[Natural-language object grounding data]
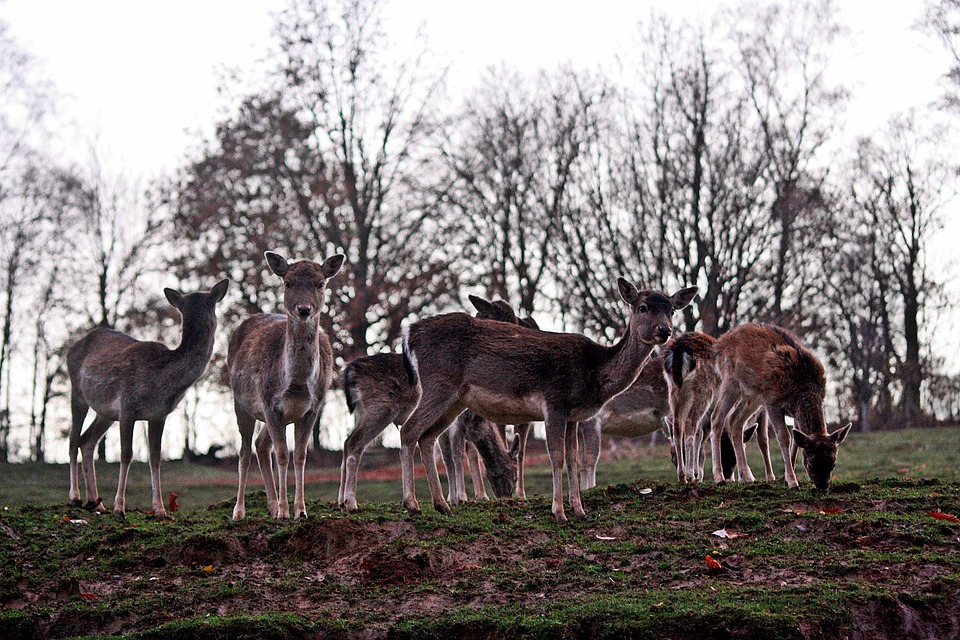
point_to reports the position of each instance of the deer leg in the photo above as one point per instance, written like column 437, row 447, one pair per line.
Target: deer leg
column 426, row 442
column 590, row 447
column 278, row 437
column 154, row 438
column 246, row 425
column 521, row 431
column 573, row 475
column 477, row 471
column 126, row 457
column 264, row 445
column 78, row 413
column 88, row 446
column 785, row 440
column 301, row 438
column 370, row 422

# [WORK ORDER]
A faithful copy of every record is needed here. Leave the images out of it.

# [ANSWER TO THIS TASK]
point_to reports the position of each instance of the deer leg in the photo above as one point per instance, written like column 437, row 447, one pair per line.
Target: deer leg
column 426, row 442
column 590, row 447
column 278, row 437
column 154, row 438
column 246, row 425
column 521, row 431
column 573, row 475
column 477, row 471
column 126, row 457
column 264, row 445
column 78, row 413
column 88, row 446
column 785, row 440
column 301, row 438
column 370, row 422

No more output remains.